■ **Problem to solve**
Give every entry again, unchanged, and leave its images out.

Data extracts below:

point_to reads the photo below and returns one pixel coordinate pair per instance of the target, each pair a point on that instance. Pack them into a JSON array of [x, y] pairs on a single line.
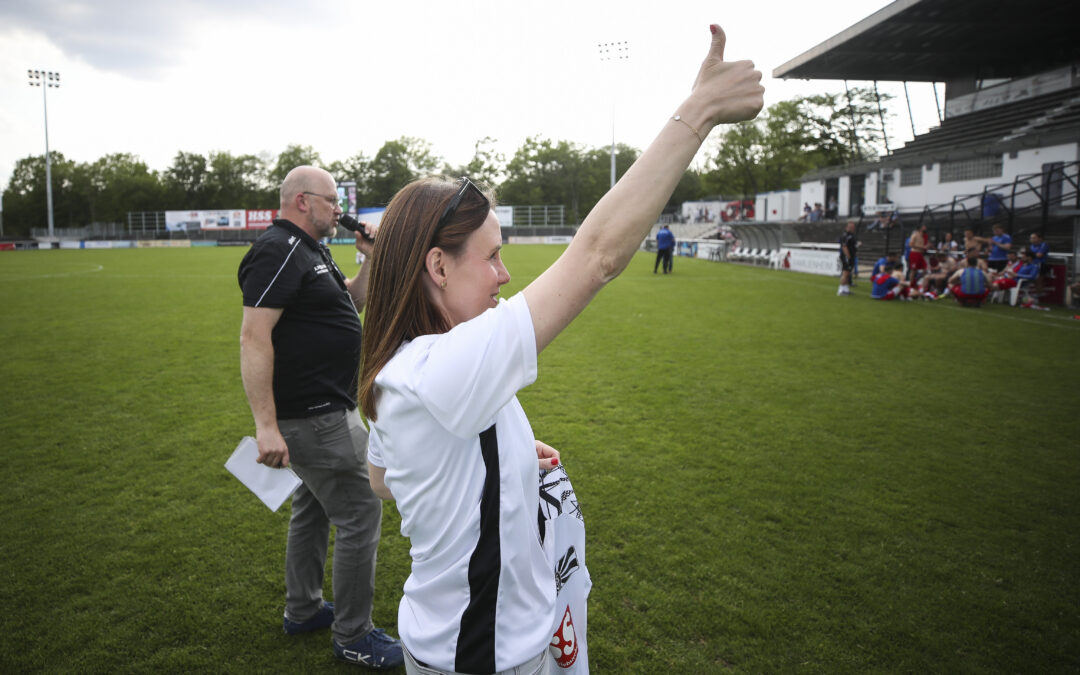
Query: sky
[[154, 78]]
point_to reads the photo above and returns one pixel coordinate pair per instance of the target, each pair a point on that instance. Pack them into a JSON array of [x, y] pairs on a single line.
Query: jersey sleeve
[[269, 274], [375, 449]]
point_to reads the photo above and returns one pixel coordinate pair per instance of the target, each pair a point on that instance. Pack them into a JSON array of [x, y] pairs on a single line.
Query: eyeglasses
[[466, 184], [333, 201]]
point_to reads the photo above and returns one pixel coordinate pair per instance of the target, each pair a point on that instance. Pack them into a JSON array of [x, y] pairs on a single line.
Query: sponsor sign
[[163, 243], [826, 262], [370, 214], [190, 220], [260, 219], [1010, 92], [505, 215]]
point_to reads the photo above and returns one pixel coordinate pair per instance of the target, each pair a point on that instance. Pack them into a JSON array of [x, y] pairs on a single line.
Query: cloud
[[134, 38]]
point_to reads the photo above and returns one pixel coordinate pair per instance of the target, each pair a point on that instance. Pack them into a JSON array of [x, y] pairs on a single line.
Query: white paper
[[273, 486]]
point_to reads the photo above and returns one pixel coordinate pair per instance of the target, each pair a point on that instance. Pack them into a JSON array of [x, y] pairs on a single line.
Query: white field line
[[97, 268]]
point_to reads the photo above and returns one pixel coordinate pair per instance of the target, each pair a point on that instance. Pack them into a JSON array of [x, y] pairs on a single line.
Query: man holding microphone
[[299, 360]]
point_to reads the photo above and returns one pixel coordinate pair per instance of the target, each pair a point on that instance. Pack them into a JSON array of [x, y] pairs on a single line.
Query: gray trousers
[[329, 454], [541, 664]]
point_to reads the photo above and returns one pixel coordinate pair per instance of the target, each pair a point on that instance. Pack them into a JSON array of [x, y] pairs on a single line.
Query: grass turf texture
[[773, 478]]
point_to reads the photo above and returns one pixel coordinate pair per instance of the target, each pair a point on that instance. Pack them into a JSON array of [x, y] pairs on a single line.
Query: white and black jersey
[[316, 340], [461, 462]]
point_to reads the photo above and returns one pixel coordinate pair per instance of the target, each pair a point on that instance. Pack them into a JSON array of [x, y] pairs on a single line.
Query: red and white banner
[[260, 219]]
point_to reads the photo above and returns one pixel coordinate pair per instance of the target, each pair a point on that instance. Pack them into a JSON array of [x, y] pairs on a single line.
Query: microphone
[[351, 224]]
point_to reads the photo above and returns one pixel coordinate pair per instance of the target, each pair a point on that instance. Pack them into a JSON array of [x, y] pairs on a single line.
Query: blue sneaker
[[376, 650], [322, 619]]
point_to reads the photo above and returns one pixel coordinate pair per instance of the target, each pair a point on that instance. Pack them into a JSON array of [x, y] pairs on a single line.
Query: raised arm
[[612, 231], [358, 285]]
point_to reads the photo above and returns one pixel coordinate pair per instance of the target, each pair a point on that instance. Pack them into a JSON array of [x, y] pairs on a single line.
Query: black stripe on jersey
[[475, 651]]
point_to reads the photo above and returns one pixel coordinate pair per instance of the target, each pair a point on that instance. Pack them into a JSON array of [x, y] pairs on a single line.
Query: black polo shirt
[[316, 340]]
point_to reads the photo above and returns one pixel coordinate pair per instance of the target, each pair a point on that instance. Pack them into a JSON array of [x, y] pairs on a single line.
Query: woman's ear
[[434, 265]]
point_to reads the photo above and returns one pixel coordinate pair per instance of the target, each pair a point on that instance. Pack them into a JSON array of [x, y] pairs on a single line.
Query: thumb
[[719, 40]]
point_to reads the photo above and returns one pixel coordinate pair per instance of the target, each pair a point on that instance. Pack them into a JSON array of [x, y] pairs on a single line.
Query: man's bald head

End of Data extracts.

■ **Written solution**
point_to reads the photo below and returns one pixel coordinate pair per instance of the target, each pair a point on that instance. Pack them into a JSON array of [x, y] pairs on a single line.
Query: sky
[[154, 78]]
point_to reads the photo above and returns one pixel coordinate pair per instance of the target, each pair a point on that instance. Pack them into a JSON array of [x, y] pairs on a single line.
Query: jersey sleeve
[[269, 274], [375, 449]]
point_to reads the photo above and returns one pixel coordinate pair per instance of the target, each pair a point on that instance. Pack them into a JSON array of [x, y] pairs on a single line.
Query: eyeglasses
[[466, 184], [333, 201]]
point_to reads the photo above and returns one pixel coordinate pair per instance of the target, each pair a point on that instance. Pack them into a JSON array of [x, y] pairs on a single line.
Query: sponsor sign
[[163, 243], [826, 262], [370, 214], [190, 220], [260, 219], [1010, 92], [505, 215]]
point_to reads the photo above and returns one pixel coordinate pair per instance of the target, each pair a point on that instance. Pack them into a JSON array of [x, y] pairs on a single line.
Query: cloud
[[134, 38]]
point_to reads the photo above and returns one pixel coordinate pair per instance of the target, each pair a point on that instance. Pack them into a JSON array of [x, y] pairs on a single line.
Query: white paper
[[273, 486]]
point_to reads the photo above and returns one pixel coordinate pair per instance of the target, each pair a point on that instance. Pack them into a JSON array of [x, y] pairs on a single line.
Query: white field line
[[97, 268]]
point_to reads the photo above and returns one pixel coordinate pair per instance of the target, each pair a point on that instance. Pack them into a JSON array of [x, y] pairs on a single line.
Query: man holding microphone
[[299, 360]]
point_to reads the photo above and returns one pixel coordinate pair per instance of the target, each pair a point on that instance. Pack them into a JSON array of [x, y] pairs on a single line.
Query: gray trousers
[[329, 454], [541, 664]]
point_to reads the photo above and returns one pixel coordinate pair per instance of the target, each pair a point on that instance. Pack them into a JSON array of [x, y] pairs on a single line.
Query: grass turf texture
[[773, 478]]
point_to reads the photo above and returns one pixel coordinate pair per instance of the target, each pair a point on that instance. Pack them into a JSON array of [x, y] pairs on a single line.
Query: white and black jersey
[[316, 340], [461, 462]]
point_to reads the photo above and returns one pixel coordinate pair per instance of the target, each pair a point on that instance. Pack them into a JSON array of [x, y] pairs on a single line.
Query: red and white banner
[[260, 219]]
point_to reads the photo above and returns one pixel coordinate pair per instance of the target, each pair a point on that instance. Pack them into a JSON array of [x, y] pairs on a single line.
Query: microphone
[[351, 224]]
point_to reads the photo above and returns one pixel coordinate pair per instance of the target, each pair a point on that instance. Pack them into a JSON array of [x, y] pairs on a single line.
Query: blue sneaker
[[376, 650], [322, 619]]
point_to reads the photo above and returns one pixel coordinate pair per instance of the target, each pair a point on that instance. Pack them into a JSON array of [x, y] pairs on a single line.
Query: raised arm
[[612, 231], [358, 285]]
point_to reads the photo above and returns one pixel coordinate pair per instance of the target, each pair a point on that instance. Pack them into a JSON array of [x, y] pairs on a single line.
Query: black stripe on jersey
[[475, 651]]
point_to reads the photo above and returns one pixel coordinate pair per instance of the target, each pair a point on that instance. Pack them into a JSON array of [x, y] pairs on a single line.
Query: black polo shirt
[[316, 340]]
point_to reads the photo above and returns one pixel coordinate pair per instance of the target, each pair a point on that instance. Pack them into a JSON array of [x, y] pairs on a single line.
Query: woman's ear
[[434, 265]]
point_to reads the photo above and returns one pixel coordinate pair per instance of the target, each pair a point on that instance. Pack them into a JSON array of [x, y] pairs on a single line.
Query: thumb
[[719, 40]]
point_to reads the photo above and returns one pixel coordinate pair per instance of the target, each pair a point on that instance. Pack them into a JSON array of [x, y] pairs on a single line.
Query: man's bald head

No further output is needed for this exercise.